### [WHAT TO PRODUCE]
Work through the lines below and count those holding "child"; reply with the number only.

### [DATA SHOWN]

***

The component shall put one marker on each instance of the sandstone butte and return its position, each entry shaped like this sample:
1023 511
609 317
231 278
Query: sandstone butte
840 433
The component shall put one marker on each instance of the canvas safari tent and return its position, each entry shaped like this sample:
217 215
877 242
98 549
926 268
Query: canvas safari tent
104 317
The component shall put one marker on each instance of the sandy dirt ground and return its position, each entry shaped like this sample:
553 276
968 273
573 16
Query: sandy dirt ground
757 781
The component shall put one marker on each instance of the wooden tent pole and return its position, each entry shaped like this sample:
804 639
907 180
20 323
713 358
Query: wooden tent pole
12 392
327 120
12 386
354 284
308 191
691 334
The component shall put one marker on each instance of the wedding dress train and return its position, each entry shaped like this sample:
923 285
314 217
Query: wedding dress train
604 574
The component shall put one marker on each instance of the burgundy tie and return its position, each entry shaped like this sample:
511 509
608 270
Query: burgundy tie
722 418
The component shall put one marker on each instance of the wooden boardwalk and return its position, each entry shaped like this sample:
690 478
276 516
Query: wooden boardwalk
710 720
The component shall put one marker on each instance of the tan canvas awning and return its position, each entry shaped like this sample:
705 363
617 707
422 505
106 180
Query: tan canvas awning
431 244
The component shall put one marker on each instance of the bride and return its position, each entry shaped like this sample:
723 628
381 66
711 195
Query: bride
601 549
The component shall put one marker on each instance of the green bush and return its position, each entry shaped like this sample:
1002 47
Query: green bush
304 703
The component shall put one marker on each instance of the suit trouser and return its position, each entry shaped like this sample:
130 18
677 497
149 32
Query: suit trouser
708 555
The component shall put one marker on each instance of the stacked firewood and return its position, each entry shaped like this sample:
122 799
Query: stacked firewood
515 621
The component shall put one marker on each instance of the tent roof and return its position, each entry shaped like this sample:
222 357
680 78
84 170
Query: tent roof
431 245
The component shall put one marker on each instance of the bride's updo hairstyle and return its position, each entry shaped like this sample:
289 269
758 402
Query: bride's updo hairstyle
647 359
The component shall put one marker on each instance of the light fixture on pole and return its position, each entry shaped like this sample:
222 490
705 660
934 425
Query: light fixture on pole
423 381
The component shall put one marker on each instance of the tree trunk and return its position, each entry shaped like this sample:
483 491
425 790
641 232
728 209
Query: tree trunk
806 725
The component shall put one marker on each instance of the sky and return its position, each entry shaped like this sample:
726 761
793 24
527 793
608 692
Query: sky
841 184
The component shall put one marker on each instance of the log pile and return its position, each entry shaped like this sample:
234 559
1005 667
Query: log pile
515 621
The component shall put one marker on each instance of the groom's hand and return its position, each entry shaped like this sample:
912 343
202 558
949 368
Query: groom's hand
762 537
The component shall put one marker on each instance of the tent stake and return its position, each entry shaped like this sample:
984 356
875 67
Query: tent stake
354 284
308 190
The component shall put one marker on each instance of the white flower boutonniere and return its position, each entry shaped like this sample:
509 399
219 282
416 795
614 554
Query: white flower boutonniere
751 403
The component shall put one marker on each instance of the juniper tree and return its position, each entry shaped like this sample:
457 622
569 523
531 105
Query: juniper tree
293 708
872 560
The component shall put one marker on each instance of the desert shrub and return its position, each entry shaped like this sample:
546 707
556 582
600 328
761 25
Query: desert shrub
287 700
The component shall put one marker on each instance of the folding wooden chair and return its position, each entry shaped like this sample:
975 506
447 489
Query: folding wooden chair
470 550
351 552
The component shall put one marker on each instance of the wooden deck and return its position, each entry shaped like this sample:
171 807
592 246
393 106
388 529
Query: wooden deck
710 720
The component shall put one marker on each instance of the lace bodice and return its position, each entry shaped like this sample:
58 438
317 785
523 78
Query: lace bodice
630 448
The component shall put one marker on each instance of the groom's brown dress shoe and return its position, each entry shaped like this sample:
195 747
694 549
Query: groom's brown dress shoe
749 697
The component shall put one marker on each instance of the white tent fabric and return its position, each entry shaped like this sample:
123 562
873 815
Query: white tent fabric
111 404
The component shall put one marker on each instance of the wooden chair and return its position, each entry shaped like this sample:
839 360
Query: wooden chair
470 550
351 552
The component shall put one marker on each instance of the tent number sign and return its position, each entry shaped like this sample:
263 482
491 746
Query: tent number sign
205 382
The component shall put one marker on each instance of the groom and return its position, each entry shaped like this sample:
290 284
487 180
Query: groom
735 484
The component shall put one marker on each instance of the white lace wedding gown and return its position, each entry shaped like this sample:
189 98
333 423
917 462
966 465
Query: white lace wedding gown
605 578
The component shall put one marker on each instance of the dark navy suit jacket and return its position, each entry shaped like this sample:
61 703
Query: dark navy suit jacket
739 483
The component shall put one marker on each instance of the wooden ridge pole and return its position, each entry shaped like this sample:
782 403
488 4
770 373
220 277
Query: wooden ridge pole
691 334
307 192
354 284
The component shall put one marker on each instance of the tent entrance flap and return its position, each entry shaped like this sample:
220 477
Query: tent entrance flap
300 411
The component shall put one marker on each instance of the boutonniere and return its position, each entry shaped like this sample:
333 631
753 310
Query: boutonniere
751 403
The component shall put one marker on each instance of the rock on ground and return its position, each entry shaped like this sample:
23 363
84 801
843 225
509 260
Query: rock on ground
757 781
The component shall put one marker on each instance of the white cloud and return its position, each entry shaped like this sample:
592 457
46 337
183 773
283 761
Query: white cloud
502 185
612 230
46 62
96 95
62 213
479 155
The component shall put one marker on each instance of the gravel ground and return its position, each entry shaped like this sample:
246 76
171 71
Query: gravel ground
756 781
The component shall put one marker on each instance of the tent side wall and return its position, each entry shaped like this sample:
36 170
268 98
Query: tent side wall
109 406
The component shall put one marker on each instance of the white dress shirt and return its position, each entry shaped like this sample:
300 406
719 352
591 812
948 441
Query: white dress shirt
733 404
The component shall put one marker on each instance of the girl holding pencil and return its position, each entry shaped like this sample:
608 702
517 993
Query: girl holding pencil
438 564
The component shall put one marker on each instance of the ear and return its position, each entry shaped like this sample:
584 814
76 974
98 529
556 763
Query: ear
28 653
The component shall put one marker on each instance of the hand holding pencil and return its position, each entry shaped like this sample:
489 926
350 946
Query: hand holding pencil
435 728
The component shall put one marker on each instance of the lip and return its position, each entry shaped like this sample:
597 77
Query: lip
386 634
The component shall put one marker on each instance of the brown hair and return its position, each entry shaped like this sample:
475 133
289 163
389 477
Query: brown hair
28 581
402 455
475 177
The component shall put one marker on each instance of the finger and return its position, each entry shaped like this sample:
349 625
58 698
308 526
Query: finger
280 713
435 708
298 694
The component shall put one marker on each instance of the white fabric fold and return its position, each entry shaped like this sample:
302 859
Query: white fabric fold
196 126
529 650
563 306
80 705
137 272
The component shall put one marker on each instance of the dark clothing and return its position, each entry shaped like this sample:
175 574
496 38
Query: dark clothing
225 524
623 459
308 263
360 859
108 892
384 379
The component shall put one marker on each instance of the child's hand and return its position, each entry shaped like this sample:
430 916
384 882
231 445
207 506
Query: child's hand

***

### [RESPONSE AREA]
2